### Short problem:
Rewrite the records from the line with "Where can you find the bell" through the end of the records, requests included, adding 70 to every coordinate in the answers.

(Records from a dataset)
-.-.-

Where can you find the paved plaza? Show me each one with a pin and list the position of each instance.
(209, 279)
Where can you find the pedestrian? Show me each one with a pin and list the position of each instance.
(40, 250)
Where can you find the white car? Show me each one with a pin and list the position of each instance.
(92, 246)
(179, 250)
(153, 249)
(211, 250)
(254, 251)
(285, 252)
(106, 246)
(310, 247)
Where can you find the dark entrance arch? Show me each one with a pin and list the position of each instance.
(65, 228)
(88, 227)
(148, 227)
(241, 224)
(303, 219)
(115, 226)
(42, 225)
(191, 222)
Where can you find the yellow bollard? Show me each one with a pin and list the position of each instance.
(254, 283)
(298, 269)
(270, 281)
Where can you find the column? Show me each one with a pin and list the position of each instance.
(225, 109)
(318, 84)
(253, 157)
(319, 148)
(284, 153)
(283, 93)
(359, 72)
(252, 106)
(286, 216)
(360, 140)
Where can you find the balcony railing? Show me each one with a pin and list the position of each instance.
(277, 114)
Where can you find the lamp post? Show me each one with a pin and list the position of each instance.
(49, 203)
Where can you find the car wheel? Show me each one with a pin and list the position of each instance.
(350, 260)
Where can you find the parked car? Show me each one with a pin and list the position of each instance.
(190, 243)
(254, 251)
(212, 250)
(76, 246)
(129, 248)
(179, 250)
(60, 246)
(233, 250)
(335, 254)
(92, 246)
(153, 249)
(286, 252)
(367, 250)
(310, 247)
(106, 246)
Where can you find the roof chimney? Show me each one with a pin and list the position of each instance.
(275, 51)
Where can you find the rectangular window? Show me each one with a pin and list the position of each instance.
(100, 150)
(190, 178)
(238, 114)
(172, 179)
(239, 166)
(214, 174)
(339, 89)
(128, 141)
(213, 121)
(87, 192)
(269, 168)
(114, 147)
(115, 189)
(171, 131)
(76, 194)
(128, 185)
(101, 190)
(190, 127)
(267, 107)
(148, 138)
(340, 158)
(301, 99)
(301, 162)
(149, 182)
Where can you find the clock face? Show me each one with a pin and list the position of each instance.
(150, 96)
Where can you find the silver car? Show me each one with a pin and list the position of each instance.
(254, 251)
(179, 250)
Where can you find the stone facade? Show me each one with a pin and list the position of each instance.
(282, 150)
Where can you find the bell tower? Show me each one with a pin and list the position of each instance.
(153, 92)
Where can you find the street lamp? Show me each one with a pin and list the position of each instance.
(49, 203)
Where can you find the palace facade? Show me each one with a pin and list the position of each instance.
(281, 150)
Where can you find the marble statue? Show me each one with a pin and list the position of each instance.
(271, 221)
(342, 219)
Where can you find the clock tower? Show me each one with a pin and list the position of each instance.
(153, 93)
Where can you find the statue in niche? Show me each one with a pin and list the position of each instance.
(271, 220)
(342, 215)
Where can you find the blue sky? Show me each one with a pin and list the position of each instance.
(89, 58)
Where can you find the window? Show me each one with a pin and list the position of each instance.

-.-.-

### Written reply:
Where can you find the bell tower? Show me each one with a pin and list the position of each instance.
(223, 162)
Where can you find the street lamp? Show me each one with a pin and list the position of each instance.
(119, 273)
Where can you find the palace facade? Show me each one with a pin and list the position of each instance.
(351, 220)
Where can you find the marble statue? Show me each one with a pin and list the position of each instance.
(341, 291)
(412, 289)
Where can you find the clock tower? Show me each one with a pin and list the position of each instance.
(223, 163)
Where can you find the statue in niche? Show me each one with a pin and list the position of each instance.
(341, 290)
(412, 285)
Where can you find the blue sky? Show me each one with a pin and list the position of each instance.
(159, 128)
Where can you find the window? Show me each one with a pin and list the position of each instance.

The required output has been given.